Page extract:
○ ○ ○ ○
# A few pics from my line so far



## Idahotrapper (Sep 6, 2012)

Been catching a few fox, and coyotes, and allot of beaver. I took the hounds out and got some raccoons to (sorry no pics of the raccoons) and I don't usually take pics of the beavers either, cameras and water don't do to well together. hahaha Hope everyone elses season is going good


----------



## youngdon (Mar 10, 2010)

Nice, you've had good luck so far !


----------



## El Gato Loco (Jan 15, 2010)

AWESOME, man!!! Keep em coming! I am jealous...


----------



## Weasel (Jun 18, 2012)

Great batch of fur.


----------



## alclark2 (Dec 6, 2012)

Everyone's trapping pics are making me want to learn to trap. Very good work!


----------



## bones44 (Jan 7, 2011)

Heck of a start for the year except for that black and white kitty cat..... :rolleyes2:


----------



## catcapper (Feb 11, 2010)

Nice catches--- looks like that ditch bank is a hot spot. :thumbsup:

awprint:


----------



## Ruger (Jan 22, 2011)

Great pics! keep it up.


----------



## Mick105 (Jan 6, 2012)

AWESOME Pics and great job so far this year! I am very jealous. Keep those Pics coming... I need to vicariously through other trappers pictures and stories this year!
○ ○ ○ ○
Record list:
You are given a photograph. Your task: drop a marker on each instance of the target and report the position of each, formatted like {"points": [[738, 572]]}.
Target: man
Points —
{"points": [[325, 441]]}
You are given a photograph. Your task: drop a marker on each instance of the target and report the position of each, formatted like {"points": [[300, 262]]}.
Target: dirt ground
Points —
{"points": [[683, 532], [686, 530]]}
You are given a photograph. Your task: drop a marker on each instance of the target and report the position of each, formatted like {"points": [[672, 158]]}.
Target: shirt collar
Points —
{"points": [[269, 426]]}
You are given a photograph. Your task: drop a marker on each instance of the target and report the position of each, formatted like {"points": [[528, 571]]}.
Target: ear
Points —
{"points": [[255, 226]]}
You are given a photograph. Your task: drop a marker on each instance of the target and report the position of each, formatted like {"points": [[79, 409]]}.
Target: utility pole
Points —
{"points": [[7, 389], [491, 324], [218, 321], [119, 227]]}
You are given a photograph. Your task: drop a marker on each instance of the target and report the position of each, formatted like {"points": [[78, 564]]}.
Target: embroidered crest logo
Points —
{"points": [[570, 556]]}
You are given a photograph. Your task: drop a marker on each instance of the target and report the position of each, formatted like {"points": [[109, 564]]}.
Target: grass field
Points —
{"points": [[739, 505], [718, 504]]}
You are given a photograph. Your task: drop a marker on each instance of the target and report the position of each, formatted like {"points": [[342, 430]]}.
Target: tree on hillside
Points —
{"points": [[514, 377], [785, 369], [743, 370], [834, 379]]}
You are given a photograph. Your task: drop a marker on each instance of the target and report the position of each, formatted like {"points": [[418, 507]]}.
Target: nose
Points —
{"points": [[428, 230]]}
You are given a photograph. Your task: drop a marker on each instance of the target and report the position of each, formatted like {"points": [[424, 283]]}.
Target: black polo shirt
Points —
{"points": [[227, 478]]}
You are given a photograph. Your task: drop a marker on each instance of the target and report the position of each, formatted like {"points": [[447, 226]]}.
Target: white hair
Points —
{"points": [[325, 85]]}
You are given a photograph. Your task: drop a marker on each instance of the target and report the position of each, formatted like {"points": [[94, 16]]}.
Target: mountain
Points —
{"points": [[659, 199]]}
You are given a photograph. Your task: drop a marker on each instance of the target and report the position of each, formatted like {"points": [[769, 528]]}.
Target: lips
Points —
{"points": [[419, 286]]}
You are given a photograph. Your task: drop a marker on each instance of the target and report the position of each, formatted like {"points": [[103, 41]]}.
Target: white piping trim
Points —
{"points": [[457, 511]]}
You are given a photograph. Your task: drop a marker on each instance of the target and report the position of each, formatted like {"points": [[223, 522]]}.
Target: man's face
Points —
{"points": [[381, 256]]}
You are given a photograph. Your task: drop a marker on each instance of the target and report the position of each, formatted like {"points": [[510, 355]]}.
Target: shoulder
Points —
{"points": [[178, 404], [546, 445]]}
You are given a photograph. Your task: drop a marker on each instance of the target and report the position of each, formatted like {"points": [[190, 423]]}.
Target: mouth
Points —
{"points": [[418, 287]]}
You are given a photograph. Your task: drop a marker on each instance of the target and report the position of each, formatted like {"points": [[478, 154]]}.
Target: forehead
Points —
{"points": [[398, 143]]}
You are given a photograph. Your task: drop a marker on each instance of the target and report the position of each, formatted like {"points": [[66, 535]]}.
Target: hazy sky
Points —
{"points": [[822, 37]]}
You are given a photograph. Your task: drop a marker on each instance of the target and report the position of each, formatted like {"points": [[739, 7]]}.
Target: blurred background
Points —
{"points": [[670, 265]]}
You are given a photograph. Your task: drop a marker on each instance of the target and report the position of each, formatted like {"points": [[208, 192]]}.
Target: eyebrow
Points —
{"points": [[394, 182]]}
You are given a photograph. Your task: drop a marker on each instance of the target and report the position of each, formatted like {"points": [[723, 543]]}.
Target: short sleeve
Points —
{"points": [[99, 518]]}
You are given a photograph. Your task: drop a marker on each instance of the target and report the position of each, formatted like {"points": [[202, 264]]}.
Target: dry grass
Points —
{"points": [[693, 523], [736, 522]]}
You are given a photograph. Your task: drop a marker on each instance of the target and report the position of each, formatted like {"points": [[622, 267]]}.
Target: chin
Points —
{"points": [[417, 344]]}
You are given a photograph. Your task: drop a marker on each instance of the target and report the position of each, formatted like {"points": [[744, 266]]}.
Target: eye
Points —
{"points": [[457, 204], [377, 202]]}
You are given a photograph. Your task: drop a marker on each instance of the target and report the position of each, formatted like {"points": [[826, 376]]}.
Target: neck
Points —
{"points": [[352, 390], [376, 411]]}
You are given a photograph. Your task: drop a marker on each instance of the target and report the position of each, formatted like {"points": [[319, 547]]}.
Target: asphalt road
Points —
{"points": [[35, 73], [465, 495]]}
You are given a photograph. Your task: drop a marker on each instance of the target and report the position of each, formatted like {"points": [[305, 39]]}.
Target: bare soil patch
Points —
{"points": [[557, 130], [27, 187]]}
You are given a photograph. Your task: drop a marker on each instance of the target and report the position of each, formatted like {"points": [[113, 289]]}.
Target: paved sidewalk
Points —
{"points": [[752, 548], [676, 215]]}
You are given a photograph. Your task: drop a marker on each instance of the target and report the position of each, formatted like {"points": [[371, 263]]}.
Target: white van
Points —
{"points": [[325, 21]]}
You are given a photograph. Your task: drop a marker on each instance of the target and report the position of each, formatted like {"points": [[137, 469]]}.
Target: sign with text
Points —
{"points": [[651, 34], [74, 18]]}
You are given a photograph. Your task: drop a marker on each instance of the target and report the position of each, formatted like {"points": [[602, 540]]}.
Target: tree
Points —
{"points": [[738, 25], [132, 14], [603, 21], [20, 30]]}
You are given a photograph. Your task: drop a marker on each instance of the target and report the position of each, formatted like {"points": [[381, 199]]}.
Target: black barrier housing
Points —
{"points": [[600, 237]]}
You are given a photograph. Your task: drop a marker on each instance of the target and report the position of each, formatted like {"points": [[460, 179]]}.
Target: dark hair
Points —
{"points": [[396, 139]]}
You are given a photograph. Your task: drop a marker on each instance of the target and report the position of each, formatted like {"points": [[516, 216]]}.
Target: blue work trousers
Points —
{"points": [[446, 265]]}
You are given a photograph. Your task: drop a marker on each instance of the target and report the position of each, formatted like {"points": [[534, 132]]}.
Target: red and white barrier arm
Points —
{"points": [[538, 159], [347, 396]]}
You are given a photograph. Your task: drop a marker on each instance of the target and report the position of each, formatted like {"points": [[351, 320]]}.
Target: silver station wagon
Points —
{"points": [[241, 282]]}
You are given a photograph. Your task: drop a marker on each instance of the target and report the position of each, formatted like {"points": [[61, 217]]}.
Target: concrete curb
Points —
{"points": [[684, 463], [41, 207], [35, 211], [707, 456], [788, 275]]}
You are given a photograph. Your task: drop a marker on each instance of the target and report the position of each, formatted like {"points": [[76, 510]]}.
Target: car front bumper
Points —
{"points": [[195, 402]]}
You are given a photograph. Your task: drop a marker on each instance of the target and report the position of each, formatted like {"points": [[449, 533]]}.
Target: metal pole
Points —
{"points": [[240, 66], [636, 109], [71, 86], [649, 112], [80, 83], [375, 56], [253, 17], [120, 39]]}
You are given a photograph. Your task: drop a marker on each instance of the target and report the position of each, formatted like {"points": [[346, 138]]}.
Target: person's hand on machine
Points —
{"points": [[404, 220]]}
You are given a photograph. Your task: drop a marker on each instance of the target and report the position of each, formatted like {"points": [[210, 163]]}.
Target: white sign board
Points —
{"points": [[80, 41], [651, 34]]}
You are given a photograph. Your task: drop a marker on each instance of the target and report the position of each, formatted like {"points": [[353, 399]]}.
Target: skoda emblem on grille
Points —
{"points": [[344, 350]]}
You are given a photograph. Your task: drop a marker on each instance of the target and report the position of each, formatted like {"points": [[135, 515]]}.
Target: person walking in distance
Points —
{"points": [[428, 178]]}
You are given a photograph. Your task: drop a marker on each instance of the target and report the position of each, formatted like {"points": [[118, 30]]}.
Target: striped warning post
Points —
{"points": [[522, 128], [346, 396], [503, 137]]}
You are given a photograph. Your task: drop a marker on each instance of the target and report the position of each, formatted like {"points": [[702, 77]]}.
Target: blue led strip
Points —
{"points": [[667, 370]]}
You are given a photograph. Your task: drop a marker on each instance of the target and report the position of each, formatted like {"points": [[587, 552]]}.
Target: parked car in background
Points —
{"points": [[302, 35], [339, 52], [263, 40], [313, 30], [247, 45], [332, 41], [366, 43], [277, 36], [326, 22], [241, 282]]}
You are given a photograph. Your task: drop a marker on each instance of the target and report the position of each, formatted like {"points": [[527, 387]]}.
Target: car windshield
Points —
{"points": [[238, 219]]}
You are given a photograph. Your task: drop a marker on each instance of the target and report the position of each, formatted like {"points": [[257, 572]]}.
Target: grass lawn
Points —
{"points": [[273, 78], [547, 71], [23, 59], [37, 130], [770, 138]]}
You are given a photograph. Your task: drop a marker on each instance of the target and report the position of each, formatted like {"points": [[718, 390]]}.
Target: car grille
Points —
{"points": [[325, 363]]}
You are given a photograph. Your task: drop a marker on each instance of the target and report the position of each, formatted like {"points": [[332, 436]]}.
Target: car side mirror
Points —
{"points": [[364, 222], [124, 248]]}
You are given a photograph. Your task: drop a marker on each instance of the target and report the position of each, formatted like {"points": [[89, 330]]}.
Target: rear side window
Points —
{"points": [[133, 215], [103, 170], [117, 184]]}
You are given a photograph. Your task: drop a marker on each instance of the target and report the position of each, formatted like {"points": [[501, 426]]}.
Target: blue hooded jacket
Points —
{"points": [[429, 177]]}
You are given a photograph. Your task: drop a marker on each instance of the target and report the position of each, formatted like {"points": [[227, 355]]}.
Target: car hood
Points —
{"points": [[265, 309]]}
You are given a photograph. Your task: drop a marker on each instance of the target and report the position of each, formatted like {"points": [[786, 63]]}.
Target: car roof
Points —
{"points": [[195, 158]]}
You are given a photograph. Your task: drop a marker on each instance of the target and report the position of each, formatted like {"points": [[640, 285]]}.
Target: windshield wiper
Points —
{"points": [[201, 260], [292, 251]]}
○ ○ ○ ○
Stated exercise:
In the trapping thread, why does Idahotrapper say beavers usually go unphotographed? The data are separate material and have no connection to the trapping thread.

Solution to this exercise:
Cameras and water do not go well together.